◆ REQUIREMENT
A verbatim copy of all entries is the expected output.

◆ EXERCISE MATERIAL

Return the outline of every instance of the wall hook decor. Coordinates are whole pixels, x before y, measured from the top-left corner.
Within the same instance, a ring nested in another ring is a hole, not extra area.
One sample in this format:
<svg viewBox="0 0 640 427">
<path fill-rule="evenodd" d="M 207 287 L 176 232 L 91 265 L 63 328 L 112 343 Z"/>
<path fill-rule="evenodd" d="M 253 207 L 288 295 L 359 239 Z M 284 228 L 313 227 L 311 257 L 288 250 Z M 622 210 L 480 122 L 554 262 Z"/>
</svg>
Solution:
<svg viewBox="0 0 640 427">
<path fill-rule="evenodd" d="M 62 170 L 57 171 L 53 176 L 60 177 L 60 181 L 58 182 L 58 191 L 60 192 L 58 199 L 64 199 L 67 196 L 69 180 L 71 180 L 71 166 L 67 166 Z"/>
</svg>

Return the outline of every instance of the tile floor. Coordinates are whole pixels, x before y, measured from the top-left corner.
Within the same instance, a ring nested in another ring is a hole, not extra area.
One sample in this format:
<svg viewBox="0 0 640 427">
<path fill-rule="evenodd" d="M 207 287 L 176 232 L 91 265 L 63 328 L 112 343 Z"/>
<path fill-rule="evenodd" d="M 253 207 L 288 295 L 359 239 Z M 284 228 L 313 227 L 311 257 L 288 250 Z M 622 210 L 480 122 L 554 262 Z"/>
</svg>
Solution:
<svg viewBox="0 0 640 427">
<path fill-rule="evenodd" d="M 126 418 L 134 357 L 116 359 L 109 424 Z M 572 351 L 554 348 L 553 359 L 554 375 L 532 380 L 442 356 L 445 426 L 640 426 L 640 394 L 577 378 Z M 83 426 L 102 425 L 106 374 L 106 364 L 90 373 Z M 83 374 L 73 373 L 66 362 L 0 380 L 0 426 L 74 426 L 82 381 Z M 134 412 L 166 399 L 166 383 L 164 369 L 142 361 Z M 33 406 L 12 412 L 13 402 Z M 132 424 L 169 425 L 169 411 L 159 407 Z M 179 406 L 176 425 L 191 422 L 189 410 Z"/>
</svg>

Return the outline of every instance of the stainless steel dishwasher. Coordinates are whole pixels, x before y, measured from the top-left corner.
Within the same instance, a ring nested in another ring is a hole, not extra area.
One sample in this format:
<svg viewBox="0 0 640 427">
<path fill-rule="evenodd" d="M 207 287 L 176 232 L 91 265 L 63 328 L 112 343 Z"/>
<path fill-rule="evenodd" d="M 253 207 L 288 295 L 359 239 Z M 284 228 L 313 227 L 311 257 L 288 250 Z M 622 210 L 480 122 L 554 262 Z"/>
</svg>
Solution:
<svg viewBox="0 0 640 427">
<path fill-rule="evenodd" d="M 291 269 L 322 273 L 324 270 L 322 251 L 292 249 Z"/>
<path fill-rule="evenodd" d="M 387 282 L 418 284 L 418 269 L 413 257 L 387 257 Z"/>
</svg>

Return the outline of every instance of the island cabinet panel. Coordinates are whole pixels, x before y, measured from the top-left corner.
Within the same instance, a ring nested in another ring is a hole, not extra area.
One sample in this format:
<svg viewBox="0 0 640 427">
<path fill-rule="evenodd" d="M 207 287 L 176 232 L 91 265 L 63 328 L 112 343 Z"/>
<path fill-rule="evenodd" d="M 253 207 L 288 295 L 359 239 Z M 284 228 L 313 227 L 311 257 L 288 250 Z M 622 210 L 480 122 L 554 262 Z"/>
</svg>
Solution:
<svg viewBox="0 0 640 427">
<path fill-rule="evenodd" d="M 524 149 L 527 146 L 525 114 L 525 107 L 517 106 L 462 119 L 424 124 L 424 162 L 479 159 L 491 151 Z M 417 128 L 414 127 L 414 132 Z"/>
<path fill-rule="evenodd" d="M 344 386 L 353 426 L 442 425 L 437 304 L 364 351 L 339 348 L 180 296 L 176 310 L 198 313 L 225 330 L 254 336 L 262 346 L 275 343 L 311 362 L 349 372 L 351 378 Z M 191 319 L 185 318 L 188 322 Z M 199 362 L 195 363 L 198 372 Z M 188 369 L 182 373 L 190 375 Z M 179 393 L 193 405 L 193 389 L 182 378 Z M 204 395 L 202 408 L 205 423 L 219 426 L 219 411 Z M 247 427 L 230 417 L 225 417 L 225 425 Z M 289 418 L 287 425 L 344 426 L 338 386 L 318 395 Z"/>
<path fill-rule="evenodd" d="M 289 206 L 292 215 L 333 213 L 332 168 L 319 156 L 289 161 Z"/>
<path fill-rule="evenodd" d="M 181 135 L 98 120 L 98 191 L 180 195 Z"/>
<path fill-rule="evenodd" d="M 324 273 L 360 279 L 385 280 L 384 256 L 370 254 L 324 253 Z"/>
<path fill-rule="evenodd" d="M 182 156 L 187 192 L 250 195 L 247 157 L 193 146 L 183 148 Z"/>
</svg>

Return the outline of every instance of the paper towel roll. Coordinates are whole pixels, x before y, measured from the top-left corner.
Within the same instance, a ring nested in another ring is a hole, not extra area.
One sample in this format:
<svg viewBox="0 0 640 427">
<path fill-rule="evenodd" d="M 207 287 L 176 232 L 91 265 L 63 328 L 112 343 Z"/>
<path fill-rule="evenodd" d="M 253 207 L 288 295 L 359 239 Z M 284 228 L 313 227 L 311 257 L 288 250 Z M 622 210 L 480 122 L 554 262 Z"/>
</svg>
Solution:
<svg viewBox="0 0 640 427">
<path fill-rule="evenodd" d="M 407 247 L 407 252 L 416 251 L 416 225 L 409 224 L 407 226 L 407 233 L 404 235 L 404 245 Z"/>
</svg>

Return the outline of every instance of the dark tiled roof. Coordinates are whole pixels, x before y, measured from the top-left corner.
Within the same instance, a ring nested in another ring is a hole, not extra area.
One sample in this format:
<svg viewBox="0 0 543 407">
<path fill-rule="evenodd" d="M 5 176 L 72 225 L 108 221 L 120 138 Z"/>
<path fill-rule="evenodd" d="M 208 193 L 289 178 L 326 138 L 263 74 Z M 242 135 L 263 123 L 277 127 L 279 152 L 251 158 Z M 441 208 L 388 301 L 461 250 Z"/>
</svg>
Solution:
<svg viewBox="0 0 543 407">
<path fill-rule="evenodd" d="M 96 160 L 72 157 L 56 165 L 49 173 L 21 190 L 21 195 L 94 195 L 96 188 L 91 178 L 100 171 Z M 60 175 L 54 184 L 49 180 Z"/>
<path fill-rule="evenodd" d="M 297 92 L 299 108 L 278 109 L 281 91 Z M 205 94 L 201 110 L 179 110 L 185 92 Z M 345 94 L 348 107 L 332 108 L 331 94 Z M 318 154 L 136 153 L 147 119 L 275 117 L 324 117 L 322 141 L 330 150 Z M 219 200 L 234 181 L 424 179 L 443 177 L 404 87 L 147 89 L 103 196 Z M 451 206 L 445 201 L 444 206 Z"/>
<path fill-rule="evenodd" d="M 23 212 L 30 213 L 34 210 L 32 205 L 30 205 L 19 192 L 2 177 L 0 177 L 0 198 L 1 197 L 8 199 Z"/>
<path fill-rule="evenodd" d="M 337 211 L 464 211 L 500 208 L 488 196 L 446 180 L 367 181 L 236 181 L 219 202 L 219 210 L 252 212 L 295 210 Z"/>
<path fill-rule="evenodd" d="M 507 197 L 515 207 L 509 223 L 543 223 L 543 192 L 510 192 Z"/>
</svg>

◆ FINISHED EXERCISE
Return the outline of every instance of the wall hook decor. Coordinates are whole pixels, x before y, measured from the top-left corner.
Within the same instance, a ring nested in another ring is a hole, not extra area.
One sample in this format:
<svg viewBox="0 0 640 427">
<path fill-rule="evenodd" d="M 207 287 L 176 232 L 91 265 L 63 328 L 112 343 Z"/>
<path fill-rule="evenodd" d="M 253 207 L 288 295 L 359 239 Z M 284 228 L 313 227 L 311 257 L 288 250 Z M 622 210 L 480 122 L 554 262 Z"/>
</svg>
Solution:
<svg viewBox="0 0 640 427">
<path fill-rule="evenodd" d="M 62 170 L 57 171 L 53 176 L 60 177 L 60 181 L 58 182 L 58 191 L 60 192 L 58 199 L 64 199 L 67 196 L 69 180 L 71 180 L 71 166 L 67 166 Z"/>
</svg>

Return the outline of every instance of the tile floor. Coordinates are whole pixels, x before y, measured from the top-left corner.
Within the same instance, a ring nested in another ring is a hole, not extra area.
One sample in this format:
<svg viewBox="0 0 640 427">
<path fill-rule="evenodd" d="M 207 287 L 176 232 L 91 265 L 63 328 L 112 343 Z"/>
<path fill-rule="evenodd" d="M 253 207 L 288 295 L 359 239 Z M 284 228 L 313 227 L 311 257 L 288 250 Z M 622 210 L 480 122 L 554 262 Z"/>
</svg>
Solution:
<svg viewBox="0 0 640 427">
<path fill-rule="evenodd" d="M 126 418 L 134 357 L 116 359 L 109 424 Z M 572 351 L 554 348 L 553 359 L 554 375 L 532 380 L 442 356 L 445 426 L 640 426 L 640 394 L 577 378 Z M 83 426 L 102 425 L 106 374 L 106 364 L 90 373 Z M 83 374 L 73 373 L 66 362 L 0 380 L 0 426 L 74 426 L 82 381 Z M 134 412 L 166 399 L 166 383 L 164 369 L 142 361 Z M 33 406 L 12 412 L 13 402 Z M 132 424 L 169 425 L 169 411 L 159 407 Z M 179 406 L 176 425 L 191 422 L 189 410 Z"/>
</svg>

Return the outline of every instance of the stainless steel dishwasher. Coordinates are whole pixels, x before y, measured from the top-left corner.
Within the same instance, a ring nested in another ring is a hole, not extra area.
One sample in this format:
<svg viewBox="0 0 640 427">
<path fill-rule="evenodd" d="M 207 287 L 176 232 L 91 265 L 63 328 L 112 343 Z"/>
<path fill-rule="evenodd" d="M 253 207 L 288 295 L 359 239 Z M 284 228 L 313 227 L 311 257 L 288 250 Z M 622 210 L 480 122 L 554 262 Z"/>
</svg>
Solution:
<svg viewBox="0 0 640 427">
<path fill-rule="evenodd" d="M 291 269 L 322 273 L 324 270 L 322 251 L 292 249 Z"/>
<path fill-rule="evenodd" d="M 387 282 L 418 284 L 418 269 L 413 257 L 387 257 Z"/>
</svg>

Return the outline of every instance of the island cabinet panel. Coordinates are whole pixels, x before y, measured from the top-left corner.
Within the same instance, a ring nested in another ring is a hole, not extra area.
One sample in this format:
<svg viewBox="0 0 640 427">
<path fill-rule="evenodd" d="M 207 287 L 176 232 L 91 265 L 63 328 L 112 343 Z"/>
<path fill-rule="evenodd" d="M 253 207 L 288 295 L 359 239 Z M 284 228 L 313 227 L 311 257 L 288 250 Z M 622 210 L 480 122 L 554 262 Z"/>
</svg>
Solution:
<svg viewBox="0 0 640 427">
<path fill-rule="evenodd" d="M 524 149 L 527 146 L 525 114 L 525 107 L 517 106 L 462 119 L 424 124 L 424 162 L 479 159 L 491 151 Z M 417 128 L 414 127 L 414 132 Z"/>
<path fill-rule="evenodd" d="M 344 386 L 353 426 L 442 425 L 437 304 L 364 351 L 339 348 L 180 296 L 176 310 L 198 313 L 225 330 L 254 336 L 262 346 L 275 343 L 311 362 L 349 372 L 351 378 Z M 191 319 L 185 318 L 188 322 Z M 199 362 L 195 363 L 198 372 Z M 188 369 L 182 373 L 190 375 Z M 179 393 L 193 405 L 193 389 L 182 378 Z M 204 395 L 202 408 L 205 423 L 219 426 L 219 411 Z M 247 427 L 230 417 L 225 417 L 225 425 Z M 289 418 L 287 425 L 344 426 L 338 386 L 318 395 Z"/>
<path fill-rule="evenodd" d="M 289 206 L 292 215 L 333 213 L 332 168 L 319 156 L 289 161 Z"/>
<path fill-rule="evenodd" d="M 181 135 L 98 120 L 98 191 L 180 195 Z"/>
<path fill-rule="evenodd" d="M 324 273 L 360 279 L 385 280 L 384 256 L 370 254 L 324 253 Z"/>
<path fill-rule="evenodd" d="M 182 156 L 187 192 L 250 195 L 247 157 L 193 146 L 183 148 Z"/>
</svg>

Return the outline of every instance of the paper towel roll. Coordinates are whole pixels, x before y, measured from the top-left corner.
Within the same instance, a ring nested in another ring is a hole, not extra area.
One sample in this format:
<svg viewBox="0 0 640 427">
<path fill-rule="evenodd" d="M 207 287 L 176 232 L 91 265 L 63 328 L 112 343 Z"/>
<path fill-rule="evenodd" d="M 253 207 L 288 295 L 359 239 Z M 284 228 L 313 227 L 311 257 L 288 250 Z M 622 210 L 480 122 L 554 262 Z"/>
</svg>
Solution:
<svg viewBox="0 0 640 427">
<path fill-rule="evenodd" d="M 407 247 L 407 252 L 416 251 L 416 225 L 409 224 L 407 226 L 407 233 L 404 235 L 404 245 Z"/>
</svg>

Return the outline of every instance of the dark tiled roof. Coordinates are whole pixels, x before y, measured from the top-left corner.
Within the same instance, a ring nested in another ring is a hole, not extra area.
One sample in this format:
<svg viewBox="0 0 543 407">
<path fill-rule="evenodd" d="M 5 176 L 72 225 L 108 221 L 120 138 Z"/>
<path fill-rule="evenodd" d="M 208 193 L 289 178 L 326 138 L 263 74 Z M 242 135 L 263 123 L 277 127 L 279 152 L 251 158 Z M 441 208 L 388 301 L 461 250 Z"/>
</svg>
Solution:
<svg viewBox="0 0 543 407">
<path fill-rule="evenodd" d="M 96 160 L 72 157 L 56 165 L 49 173 L 21 190 L 21 195 L 94 195 L 96 188 L 91 178 L 100 171 Z M 60 175 L 54 184 L 49 180 Z"/>
<path fill-rule="evenodd" d="M 297 92 L 299 108 L 278 109 L 281 91 Z M 205 94 L 201 110 L 179 110 L 185 92 Z M 345 94 L 348 107 L 332 108 L 331 94 Z M 318 154 L 136 153 L 147 119 L 275 117 L 324 117 L 322 141 L 330 150 Z M 219 200 L 234 181 L 424 179 L 443 177 L 404 87 L 147 89 L 103 196 Z M 451 206 L 445 201 L 444 206 Z"/>
<path fill-rule="evenodd" d="M 23 212 L 30 213 L 34 210 L 32 205 L 30 205 L 19 192 L 2 177 L 0 177 L 0 198 L 1 197 L 8 199 Z"/>
<path fill-rule="evenodd" d="M 337 211 L 464 211 L 500 208 L 488 196 L 446 180 L 367 181 L 236 181 L 219 202 L 219 210 L 252 212 L 295 210 Z"/>
<path fill-rule="evenodd" d="M 507 197 L 515 207 L 509 223 L 543 223 L 543 192 L 510 192 Z"/>
</svg>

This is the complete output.